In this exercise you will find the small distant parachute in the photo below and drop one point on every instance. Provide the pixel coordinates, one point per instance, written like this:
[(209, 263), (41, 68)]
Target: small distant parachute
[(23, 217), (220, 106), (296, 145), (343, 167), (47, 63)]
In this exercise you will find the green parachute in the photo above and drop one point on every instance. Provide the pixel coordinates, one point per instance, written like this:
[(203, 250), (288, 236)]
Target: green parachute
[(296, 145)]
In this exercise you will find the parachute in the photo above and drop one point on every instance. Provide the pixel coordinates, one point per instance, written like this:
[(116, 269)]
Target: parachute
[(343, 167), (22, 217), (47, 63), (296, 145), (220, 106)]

## Task details:
Those lines from the one with "In this exercise you will find the parachute" through the last line of the material above are to be retyped exactly, with nothing else.

## Reply:
In this exercise you will find the parachute in the photo above and drop one point on every instance. Provide the pixel coordinates, one point per instance, written like this:
[(116, 269)]
Target: parachute
[(343, 167), (22, 217), (47, 63), (296, 145), (220, 106)]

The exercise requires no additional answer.